#### [Your objective]
Omit every picture and return the rest of the data unaltered.

#### [Provided records]

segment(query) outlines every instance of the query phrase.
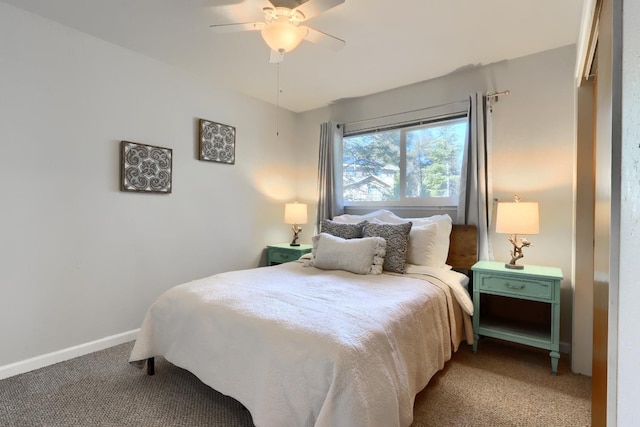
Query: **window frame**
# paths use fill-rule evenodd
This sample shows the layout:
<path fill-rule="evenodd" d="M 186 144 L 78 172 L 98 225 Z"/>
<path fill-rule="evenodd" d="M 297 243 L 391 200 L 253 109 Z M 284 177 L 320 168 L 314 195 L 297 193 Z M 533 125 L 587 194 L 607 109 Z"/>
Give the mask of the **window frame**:
<path fill-rule="evenodd" d="M 354 130 L 351 132 L 347 132 L 345 129 L 345 133 L 343 135 L 342 141 L 342 152 L 344 150 L 344 139 L 354 136 L 362 136 L 369 134 L 376 134 L 381 132 L 387 132 L 392 130 L 400 130 L 400 159 L 399 162 L 399 174 L 400 174 L 400 197 L 397 200 L 384 200 L 384 201 L 347 201 L 344 199 L 344 190 L 342 193 L 343 204 L 345 208 L 350 207 L 372 207 L 372 208 L 380 208 L 380 207 L 426 207 L 426 208 L 439 208 L 439 209 L 455 209 L 459 204 L 459 195 L 456 197 L 406 197 L 406 187 L 407 187 L 407 142 L 406 142 L 406 134 L 410 131 L 416 129 L 426 129 L 429 127 L 436 127 L 439 123 L 443 122 L 466 122 L 466 132 L 463 142 L 463 159 L 462 165 L 463 168 L 465 165 L 465 153 L 468 150 L 468 135 L 469 135 L 469 123 L 468 123 L 468 112 L 455 112 L 446 115 L 440 115 L 437 117 L 425 118 L 421 120 L 413 120 L 410 122 L 404 123 L 396 123 L 390 124 L 387 126 L 381 126 L 376 128 L 369 129 L 361 129 Z M 464 173 L 462 173 L 464 175 Z M 344 185 L 344 158 L 340 162 L 340 172 L 337 174 L 340 177 L 342 184 Z M 343 188 L 343 185 L 340 187 Z M 463 190 L 463 186 L 465 184 L 463 182 L 460 183 L 460 192 Z"/>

#### [Task answer]
segment(query) outlines every instance of the query phrase.
Query: **window frame**
# paths use fill-rule evenodd
This sample shows the layout:
<path fill-rule="evenodd" d="M 186 144 L 78 172 L 98 225 Z"/>
<path fill-rule="evenodd" d="M 297 243 L 391 200 L 253 109 Z M 284 177 L 320 168 L 314 195 L 297 193 Z M 533 125 L 587 194 L 607 109 Z"/>
Give the mask of the **window frame**:
<path fill-rule="evenodd" d="M 354 130 L 351 132 L 347 132 L 345 129 L 345 133 L 343 135 L 342 141 L 342 152 L 344 150 L 344 139 L 354 136 L 362 136 L 369 134 L 376 134 L 381 132 L 387 132 L 392 130 L 400 130 L 400 159 L 399 162 L 399 174 L 400 174 L 400 197 L 397 200 L 384 200 L 384 201 L 347 201 L 344 199 L 344 190 L 342 193 L 343 204 L 345 208 L 350 207 L 372 207 L 372 208 L 380 208 L 380 207 L 426 207 L 426 208 L 439 208 L 439 209 L 455 209 L 459 204 L 459 195 L 456 197 L 406 197 L 406 187 L 407 187 L 407 142 L 406 142 L 406 134 L 410 131 L 416 129 L 426 129 L 429 127 L 436 127 L 439 123 L 443 122 L 466 122 L 466 132 L 463 142 L 463 159 L 462 165 L 463 168 L 465 165 L 465 153 L 468 150 L 468 135 L 469 135 L 469 123 L 468 123 L 468 112 L 455 112 L 446 115 L 440 115 L 437 117 L 425 118 L 421 120 L 413 120 L 410 122 L 404 123 L 396 123 L 390 124 L 387 126 L 381 126 L 376 128 L 369 129 L 361 129 Z M 464 173 L 462 173 L 464 175 Z M 344 185 L 344 158 L 340 162 L 340 172 L 337 174 L 340 177 L 342 184 Z M 343 188 L 343 185 L 340 187 Z M 463 190 L 463 186 L 465 184 L 463 182 L 460 183 L 460 192 Z"/>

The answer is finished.